'''

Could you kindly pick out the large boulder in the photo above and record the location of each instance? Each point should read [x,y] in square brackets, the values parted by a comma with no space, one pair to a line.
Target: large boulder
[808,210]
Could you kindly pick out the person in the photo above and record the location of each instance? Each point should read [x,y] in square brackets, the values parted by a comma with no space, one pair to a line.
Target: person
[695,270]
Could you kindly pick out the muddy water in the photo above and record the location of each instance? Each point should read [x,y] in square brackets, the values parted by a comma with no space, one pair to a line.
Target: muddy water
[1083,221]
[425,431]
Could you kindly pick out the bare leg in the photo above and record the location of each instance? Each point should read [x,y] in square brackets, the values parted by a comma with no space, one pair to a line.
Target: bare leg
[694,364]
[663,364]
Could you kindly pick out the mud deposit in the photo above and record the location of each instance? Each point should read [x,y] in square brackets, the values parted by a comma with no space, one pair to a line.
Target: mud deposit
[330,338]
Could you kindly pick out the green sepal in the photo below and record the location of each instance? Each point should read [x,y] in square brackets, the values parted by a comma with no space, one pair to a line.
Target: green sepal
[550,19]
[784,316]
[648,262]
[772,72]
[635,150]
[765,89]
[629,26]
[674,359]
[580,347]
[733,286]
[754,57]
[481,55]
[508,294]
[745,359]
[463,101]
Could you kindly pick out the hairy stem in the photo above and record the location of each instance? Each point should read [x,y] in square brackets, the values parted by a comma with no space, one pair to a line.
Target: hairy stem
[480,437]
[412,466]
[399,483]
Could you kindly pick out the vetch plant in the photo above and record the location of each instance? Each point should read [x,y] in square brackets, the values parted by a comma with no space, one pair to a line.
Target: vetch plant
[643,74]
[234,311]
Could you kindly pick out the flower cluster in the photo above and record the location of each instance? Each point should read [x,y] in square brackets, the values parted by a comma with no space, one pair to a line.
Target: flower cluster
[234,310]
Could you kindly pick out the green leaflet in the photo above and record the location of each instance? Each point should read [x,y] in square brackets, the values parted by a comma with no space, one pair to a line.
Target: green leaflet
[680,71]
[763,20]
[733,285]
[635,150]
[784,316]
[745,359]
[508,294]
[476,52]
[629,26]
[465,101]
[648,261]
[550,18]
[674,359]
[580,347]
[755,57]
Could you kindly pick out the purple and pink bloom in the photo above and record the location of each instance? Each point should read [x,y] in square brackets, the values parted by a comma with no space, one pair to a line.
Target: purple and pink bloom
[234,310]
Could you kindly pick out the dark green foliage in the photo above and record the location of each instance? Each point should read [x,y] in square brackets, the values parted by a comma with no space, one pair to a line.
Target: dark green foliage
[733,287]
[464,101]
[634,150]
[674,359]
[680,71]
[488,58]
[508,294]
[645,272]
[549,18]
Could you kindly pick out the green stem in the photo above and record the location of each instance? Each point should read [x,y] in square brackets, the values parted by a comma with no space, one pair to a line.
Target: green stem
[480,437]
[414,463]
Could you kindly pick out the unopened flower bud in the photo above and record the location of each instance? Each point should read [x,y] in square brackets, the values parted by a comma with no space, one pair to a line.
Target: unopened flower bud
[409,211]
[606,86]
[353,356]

'''

Exercise> Reproduce verbatim the lines above, from the line with "Could you kindly pick out the person" through the line with "Could you kindly pick out the hairy".

Solution to this problem>
Could you kindly pick out the person in the photo above and record the location of each instance? Each point should read [x,y] in square brackets, the values parted by a comma with no space, one pair to a line.
Target: person
[695,270]
Could you kindly pick out the muddy water in the photo above and record the location of each instance? Each point should read [x,y] in square brackets, the values parted by a comma with no space, one pair to a line.
Target: muddy water
[1083,221]
[425,431]
Could you kindly pick out the bare leg in the photo above and record the location of each instance? Each point should read [x,y] in square brackets, the values parted by a comma with no space, one pair to a line.
Target: bare leg
[694,364]
[663,364]
Could you kindly pick out the mud deposit in the photo above and record the location of each instance? Each point should read [x,y] in square brackets, the values parted by a comma with no space, one pair to a line.
Target: mud deposit
[330,338]
Could you kindly pick out the green sepal in the photo below and record the location of each instance? Each point should read [x,y] in square brackets, the values parted by a comma with no space, one pair to a line.
Target: green sepal
[550,19]
[784,316]
[648,262]
[772,72]
[635,150]
[765,89]
[629,26]
[674,359]
[580,347]
[733,286]
[754,57]
[481,55]
[508,294]
[745,359]
[463,101]
Could you kindly pick out the hairy stem in the photo above and record the location of each instance? Each point should read [x,y] in square brackets, the values parted by a comma with no space, one pair to a line.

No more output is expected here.